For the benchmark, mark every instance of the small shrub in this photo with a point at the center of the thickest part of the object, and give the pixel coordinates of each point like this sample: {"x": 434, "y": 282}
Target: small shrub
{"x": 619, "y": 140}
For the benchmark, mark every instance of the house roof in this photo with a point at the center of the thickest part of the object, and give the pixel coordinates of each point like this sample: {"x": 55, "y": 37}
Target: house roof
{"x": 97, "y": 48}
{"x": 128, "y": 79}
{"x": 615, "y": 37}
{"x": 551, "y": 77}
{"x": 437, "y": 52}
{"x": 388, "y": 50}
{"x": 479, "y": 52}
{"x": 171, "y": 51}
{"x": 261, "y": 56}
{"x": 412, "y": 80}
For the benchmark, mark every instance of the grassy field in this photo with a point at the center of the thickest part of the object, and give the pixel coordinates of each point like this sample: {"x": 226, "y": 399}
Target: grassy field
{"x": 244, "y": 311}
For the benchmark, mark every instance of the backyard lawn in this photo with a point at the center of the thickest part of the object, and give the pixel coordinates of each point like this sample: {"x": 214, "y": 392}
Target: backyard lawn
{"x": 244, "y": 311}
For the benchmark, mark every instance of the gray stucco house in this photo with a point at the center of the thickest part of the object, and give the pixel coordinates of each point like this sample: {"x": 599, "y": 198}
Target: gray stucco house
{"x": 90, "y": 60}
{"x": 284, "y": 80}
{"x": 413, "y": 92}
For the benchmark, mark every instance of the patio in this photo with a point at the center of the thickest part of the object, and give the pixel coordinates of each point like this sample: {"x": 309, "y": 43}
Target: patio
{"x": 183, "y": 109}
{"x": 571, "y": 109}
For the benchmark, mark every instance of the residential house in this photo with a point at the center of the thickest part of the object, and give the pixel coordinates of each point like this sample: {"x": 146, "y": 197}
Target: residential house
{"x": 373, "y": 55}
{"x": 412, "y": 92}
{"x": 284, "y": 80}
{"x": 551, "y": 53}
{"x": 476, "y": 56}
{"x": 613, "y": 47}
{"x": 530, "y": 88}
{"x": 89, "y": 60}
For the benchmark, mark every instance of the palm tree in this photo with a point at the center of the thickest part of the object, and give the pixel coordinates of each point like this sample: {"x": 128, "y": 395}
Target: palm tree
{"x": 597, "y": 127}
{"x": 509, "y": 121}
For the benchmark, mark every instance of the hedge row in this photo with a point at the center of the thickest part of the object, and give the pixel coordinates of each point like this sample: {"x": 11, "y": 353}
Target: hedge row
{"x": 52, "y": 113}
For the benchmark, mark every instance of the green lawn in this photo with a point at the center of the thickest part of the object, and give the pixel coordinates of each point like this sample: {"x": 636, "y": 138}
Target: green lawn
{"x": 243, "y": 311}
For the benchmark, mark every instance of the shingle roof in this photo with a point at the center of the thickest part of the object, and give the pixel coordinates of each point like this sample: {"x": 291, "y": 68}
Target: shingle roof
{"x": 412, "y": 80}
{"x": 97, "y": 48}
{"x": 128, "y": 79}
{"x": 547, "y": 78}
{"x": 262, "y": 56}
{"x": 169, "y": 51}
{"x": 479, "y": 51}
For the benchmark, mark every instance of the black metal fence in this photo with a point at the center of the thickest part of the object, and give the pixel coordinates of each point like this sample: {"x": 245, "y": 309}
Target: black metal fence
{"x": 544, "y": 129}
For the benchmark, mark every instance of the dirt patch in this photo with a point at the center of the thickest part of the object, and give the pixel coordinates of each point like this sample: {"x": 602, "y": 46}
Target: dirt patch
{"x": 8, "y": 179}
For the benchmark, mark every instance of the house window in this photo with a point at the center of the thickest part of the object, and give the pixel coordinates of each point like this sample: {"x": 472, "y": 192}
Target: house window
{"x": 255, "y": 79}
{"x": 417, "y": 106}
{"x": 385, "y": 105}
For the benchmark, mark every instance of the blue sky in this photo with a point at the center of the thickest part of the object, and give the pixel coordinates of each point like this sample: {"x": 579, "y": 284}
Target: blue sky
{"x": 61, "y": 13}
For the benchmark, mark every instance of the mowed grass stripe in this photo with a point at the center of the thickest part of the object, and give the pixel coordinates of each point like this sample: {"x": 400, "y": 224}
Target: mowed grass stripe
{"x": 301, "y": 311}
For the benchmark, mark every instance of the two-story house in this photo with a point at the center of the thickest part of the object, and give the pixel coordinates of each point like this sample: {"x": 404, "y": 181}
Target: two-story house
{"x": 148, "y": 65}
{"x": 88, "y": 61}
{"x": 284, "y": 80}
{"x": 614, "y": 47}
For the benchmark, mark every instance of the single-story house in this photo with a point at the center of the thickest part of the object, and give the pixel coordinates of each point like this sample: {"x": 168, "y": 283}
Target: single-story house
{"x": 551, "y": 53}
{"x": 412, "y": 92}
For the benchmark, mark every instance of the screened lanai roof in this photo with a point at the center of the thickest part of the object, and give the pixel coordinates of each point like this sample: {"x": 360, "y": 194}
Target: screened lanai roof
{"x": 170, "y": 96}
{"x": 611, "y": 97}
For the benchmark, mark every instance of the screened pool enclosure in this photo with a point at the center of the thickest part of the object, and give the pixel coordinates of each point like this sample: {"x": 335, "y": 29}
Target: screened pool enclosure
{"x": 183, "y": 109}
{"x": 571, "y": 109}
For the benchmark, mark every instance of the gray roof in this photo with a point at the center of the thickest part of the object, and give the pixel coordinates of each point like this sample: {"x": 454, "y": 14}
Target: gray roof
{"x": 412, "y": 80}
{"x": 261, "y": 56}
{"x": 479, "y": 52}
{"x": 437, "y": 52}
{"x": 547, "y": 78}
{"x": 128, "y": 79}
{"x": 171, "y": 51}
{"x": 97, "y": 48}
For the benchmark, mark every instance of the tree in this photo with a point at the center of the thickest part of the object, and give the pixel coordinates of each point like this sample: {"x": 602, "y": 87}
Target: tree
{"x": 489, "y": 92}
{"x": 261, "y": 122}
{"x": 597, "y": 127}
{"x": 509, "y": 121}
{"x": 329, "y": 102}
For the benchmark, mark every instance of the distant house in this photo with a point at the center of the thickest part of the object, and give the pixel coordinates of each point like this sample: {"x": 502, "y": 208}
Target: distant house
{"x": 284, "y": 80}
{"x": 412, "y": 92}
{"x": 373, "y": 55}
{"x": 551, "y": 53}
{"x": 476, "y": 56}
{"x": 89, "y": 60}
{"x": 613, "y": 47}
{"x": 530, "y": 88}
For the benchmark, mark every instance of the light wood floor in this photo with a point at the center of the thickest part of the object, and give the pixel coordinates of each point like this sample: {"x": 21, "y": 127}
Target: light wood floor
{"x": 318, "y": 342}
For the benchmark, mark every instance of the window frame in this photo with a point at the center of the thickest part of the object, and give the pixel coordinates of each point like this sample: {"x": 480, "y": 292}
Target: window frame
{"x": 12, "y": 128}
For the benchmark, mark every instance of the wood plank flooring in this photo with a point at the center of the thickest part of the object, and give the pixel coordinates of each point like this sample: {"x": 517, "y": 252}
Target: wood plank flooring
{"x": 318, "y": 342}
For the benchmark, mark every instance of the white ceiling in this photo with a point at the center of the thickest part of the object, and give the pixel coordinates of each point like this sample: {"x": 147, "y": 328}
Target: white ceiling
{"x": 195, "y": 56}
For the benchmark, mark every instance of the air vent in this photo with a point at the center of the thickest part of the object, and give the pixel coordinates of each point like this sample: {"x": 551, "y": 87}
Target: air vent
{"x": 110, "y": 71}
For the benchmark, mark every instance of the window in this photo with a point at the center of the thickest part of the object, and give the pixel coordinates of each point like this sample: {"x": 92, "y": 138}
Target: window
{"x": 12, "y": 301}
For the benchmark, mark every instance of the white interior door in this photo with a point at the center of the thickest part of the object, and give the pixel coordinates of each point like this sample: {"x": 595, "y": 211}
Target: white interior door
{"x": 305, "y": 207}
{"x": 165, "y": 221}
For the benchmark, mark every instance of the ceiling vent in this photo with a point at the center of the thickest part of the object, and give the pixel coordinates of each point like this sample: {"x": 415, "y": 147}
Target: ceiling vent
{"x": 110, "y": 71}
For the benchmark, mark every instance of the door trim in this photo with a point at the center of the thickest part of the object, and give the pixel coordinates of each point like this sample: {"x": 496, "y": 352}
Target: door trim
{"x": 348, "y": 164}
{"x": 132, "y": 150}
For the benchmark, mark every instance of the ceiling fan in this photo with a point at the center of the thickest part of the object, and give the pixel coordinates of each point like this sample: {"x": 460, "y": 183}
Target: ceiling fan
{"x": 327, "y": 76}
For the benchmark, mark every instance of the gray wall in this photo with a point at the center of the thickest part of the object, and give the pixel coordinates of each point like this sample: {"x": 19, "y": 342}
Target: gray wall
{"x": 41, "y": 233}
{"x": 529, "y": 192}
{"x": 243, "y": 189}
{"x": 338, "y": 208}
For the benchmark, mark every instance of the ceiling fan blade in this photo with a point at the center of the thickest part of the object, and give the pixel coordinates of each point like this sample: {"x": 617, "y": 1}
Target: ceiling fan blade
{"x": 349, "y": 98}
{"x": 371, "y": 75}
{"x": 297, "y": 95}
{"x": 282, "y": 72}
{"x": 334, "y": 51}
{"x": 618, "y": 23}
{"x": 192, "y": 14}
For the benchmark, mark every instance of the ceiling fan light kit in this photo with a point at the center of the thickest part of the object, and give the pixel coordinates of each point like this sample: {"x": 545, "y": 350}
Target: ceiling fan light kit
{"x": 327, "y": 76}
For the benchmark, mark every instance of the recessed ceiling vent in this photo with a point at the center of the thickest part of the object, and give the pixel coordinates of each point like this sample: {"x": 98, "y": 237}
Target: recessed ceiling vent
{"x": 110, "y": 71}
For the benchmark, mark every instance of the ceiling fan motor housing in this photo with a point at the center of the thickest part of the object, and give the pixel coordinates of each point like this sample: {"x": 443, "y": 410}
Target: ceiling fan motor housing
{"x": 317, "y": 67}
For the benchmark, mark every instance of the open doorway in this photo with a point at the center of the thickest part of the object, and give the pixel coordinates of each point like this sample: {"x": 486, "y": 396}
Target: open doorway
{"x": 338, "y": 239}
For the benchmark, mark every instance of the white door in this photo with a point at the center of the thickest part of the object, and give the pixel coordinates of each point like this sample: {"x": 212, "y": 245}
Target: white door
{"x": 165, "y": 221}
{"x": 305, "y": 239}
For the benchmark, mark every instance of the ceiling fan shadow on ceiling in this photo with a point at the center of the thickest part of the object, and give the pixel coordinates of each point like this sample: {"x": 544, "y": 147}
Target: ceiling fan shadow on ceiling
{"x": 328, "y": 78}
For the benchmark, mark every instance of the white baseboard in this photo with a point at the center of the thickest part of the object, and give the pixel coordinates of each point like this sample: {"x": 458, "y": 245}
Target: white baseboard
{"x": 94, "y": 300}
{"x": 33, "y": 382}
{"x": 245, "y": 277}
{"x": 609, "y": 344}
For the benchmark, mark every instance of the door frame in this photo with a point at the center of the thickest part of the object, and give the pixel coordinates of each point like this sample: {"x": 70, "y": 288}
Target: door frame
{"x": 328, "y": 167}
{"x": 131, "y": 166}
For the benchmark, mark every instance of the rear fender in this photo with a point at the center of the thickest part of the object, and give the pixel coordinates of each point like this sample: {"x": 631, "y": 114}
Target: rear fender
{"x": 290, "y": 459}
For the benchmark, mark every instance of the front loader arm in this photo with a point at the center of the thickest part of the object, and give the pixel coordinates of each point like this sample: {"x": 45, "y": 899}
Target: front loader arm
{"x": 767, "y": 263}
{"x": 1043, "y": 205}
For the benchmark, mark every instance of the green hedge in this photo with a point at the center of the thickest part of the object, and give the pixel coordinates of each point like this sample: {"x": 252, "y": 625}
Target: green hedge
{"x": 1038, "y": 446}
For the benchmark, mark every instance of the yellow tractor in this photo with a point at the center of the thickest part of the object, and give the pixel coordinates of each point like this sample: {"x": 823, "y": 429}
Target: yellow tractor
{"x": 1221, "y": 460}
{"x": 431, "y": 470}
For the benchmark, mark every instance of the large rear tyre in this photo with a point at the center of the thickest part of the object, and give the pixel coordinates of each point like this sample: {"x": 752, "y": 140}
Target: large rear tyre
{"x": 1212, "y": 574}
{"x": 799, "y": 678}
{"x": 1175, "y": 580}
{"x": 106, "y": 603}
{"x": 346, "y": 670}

-=-=-

Direction:
Extract the lines above from the one containing "For the benchmark, mark every instance of the large" to the last line, both included, exactly as written.

Solution for this exercise:
For the benchmark, mark every instance of the large rear tyre in this photo with a point at the center of the thickest part of the object, and give the pixel coordinates of each point like this sample: {"x": 752, "y": 140}
Target: large rear tyre
{"x": 1212, "y": 574}
{"x": 799, "y": 678}
{"x": 1175, "y": 580}
{"x": 106, "y": 603}
{"x": 346, "y": 670}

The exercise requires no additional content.